Texte fourni:
+===+

Interdire l'anonymat: la mauvaise idée du sénateur Masson

Le sénateur Jean-Louis Masson vient de déposer une proposition de loi au Sénat à « faciliter l'identification des éditeurs de sites de communication en ligne et en particulier des blogueurs professionnels et non professionnels ». Son objectif : que tous les blogueurs soient obligés de mentionner « leurs nom, prénoms, domicile et numéro de téléphone s'il s'agit de personnes physiques », en accord avec l'article 6-III de la loi du 21 juin 2004 impose aux personnes dont l'activité est d'éditer un service de communication au public.

+===+

Données:
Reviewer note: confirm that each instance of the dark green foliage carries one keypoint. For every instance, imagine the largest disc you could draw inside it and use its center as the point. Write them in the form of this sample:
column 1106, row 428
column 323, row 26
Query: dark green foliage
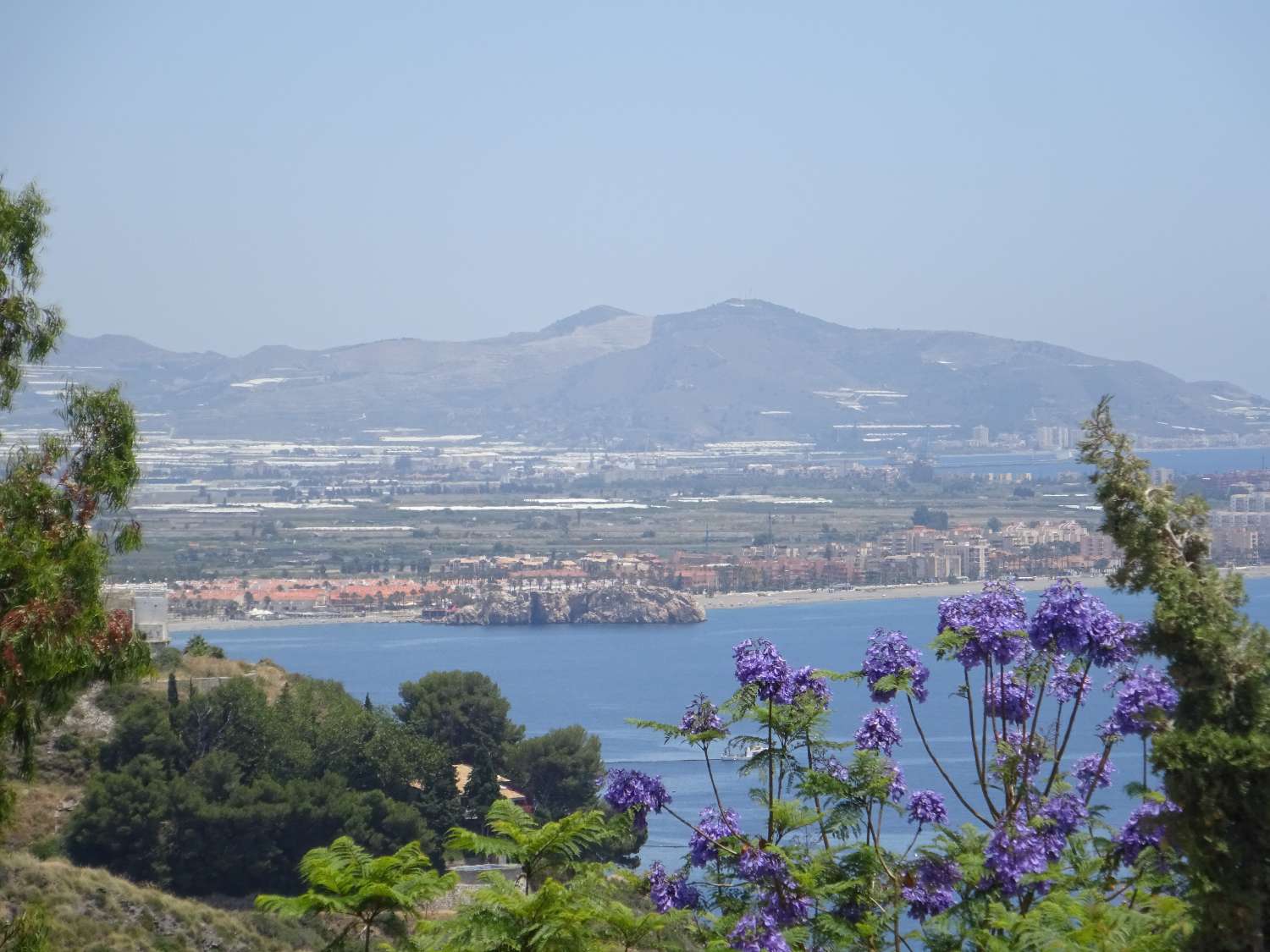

+===+

Travail demandé:
(A) Recopiez mot pour mot le passage du texte sur l'anonymat des blogueurs allant de « Interdire l'anonymat: la » jusqu'à « communication au public. » inclus.
(B) Reprenez la rédaction du texte sur l'anonymat des blogueurs à la suite de sa dernière phrase.

Réponses par tâche:
(A)
Interdire l'anonymat: la mauvaise idée du sénateur Masson

Le sénateur Jean-Louis Masson vient de déposer une proposition de loi au Sénat à « faciliter l'identification des éditeurs de sites de communication en ligne et en particulier des blogueurs professionnels et non professionnels ». Son objectif : que tous les blogueurs soient obligés de mentionner « leurs nom, prénoms, domicile et numéro de téléphone s'il s'agit de personnes physiques », en accord avec l'article 6-III de la loi du 21 juin 2004 impose aux personnes dont l'activité est d'éditer un service de communication au public.

(B)
On imagine aisément les nombreux cas où cette position sera problématique. Par exemple, vous faites un blog très acide sur votre travail, ou votre famille, ou n’importe quelle expérience personnelle, et voilà que vous êtes obligé de divulguer vos coordonnées et données nominatives. Nul doute que votre patron sera ravi de pouvoir découvrir que vous moquez (avec des noms d’emprunt) son incompétence notoire et idem si vous débinez votre famille, si vous évoquez votre orientation sexuelle et plein d’autres choses sur lesquelles vous avez envie de vous exprimer tout en n’ayant pas envie de subir un regard social souvent réactionnaire ou un rapport de force économique souvent défavorable. Mon précédent billet évoquait par exemple les pressions que subissent les laïcs de la part des extrémistes religieux : demain, un blog athée avec nom, adresse et numéro de téléphone  permettrait à tous les intégristes de la Terre de persécuter l’auteur. On peut imaginer qu’une jeune fille subissant le voile et tenant un blog où elle exprime ses pensées hostiles à l’ordre familial sera aisément repérée par cette famille et devra en subir les conséquences. (Et d’ailleurs, on peut raisonner dans l’autre sens, des athées peuvent persécuter un religieux comme cela se fait couramment en Chine).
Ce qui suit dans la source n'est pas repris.